It all started with this.....

It all started with an antique quilt given to me by my Uncle Cliff in 1985. It was made by my Great Grandmother using original fabrics spanning from the 1860's to the 1930's, in a string quilt pattern. All strings were hand pieced. All fabrics were loved. I can imagine Grandpa's shirts, or Grandma's housedress or apron. And now I'm the fortunate steward of this wonderful bit of family history........all made by hand.

Thursday, October 22, 2015

So...you'd like me to sew something for you??


Just because you have a sewing machine (or four) some people think it's okay to ask you to sew something for them. Some actually think they are doing you a favor by asking, like you get up every morning without anything else to do and just wait for ways to spend some time sitting down in front of your machine. 

Now I'm not suggesting you say no, at least not to every request. Only you can decide if you want to invest your time and energy on someone else's project that saves them time and energy....and money. But if you are like me, and occasionally find yourself hiding from people that have asked in the past, catching you off guard and said yes, and now you see them coming straight at you with a Joann's or Hobby Lobby bag, then you better get ready with strategic replies.

As you contemplate your answers, you'll need to quickly assess the importance of your relationship with this person. If you'd like to keep then in your life, cautiously consider your answer.  If not, speed forward with reckless abandon. So how do I know this?  

As a very young person I asked a friend to make my wedding dress. She had seriously mad sewing skills, and I knew she'd do a fabulous job.  And I couldn't afford a store bought dress. It was perfect match.....I thought.  Fast forward four decades later and I'm one VERY lucky person because I dodged a big bullet on this one....she said yes, I am still married to the same hubs, still have the dress, and most seriously grateful, have the same dear friend. But my request could have gone bad anytime. I'd rather have her friendship than the dress any day.  So consider all these responses VERY carefully:

1 - No....you know yourself better than the requester. If you aren’t inspired and can't get behind the project than say so now.  Hold firm, stay strong, make eye contact. Make your no be no.  But do it kindly, respectfully, and not rudely. Assume there may be some additional prodding from the other person, but stand firm. Better to let them down nicely now than waffle latter.

**What you have to do:** Reproduce verbatim the stretch of the sewing post above that begins with the words containing "So...you'd like me" and ends with "with strategic replies.".

**Data:**
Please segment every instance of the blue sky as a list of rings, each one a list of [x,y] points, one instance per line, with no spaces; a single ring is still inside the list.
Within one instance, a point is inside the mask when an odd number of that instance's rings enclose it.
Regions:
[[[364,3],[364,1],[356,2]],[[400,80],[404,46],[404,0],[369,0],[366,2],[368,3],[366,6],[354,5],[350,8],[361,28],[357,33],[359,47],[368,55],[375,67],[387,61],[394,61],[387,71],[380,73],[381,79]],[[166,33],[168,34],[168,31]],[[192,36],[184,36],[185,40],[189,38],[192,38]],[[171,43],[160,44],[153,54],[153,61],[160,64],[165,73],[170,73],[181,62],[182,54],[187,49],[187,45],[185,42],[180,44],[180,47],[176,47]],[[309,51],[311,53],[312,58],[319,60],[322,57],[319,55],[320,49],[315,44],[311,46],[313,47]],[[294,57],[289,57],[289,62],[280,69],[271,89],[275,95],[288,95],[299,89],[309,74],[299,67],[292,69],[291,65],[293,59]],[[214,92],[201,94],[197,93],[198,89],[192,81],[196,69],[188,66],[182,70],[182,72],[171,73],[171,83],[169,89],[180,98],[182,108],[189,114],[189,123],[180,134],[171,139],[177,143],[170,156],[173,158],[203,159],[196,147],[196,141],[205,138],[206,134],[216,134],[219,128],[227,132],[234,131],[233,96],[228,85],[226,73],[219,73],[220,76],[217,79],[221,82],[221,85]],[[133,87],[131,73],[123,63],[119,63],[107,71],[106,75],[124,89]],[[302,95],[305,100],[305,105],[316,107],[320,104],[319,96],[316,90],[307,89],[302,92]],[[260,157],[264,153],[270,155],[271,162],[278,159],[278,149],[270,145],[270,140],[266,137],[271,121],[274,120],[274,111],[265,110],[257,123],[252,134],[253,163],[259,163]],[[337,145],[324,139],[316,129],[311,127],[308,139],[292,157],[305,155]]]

**Written answer:**
So...you'd like me to sew something for you??


Just because you have a sewing machine (or four) some people think it's okay to ask you to sew something for them. Some actually think they are doing you a favor by asking, like you get up every morning without anything else to do and just wait for ways to spend some time sitting down in front of your machine. 

Now I'm not suggesting you say no, at least not to every request. Only you can decide if you want to invest your time and energy on someone else's project that saves them time and energy....and money. But if you are like me, and occasionally find yourself hiding from people that have asked in the past, catching you off guard and said yes, and now you see them coming straight at you with a Joann's or Hobby Lobby bag, then you better get ready with strategic replies.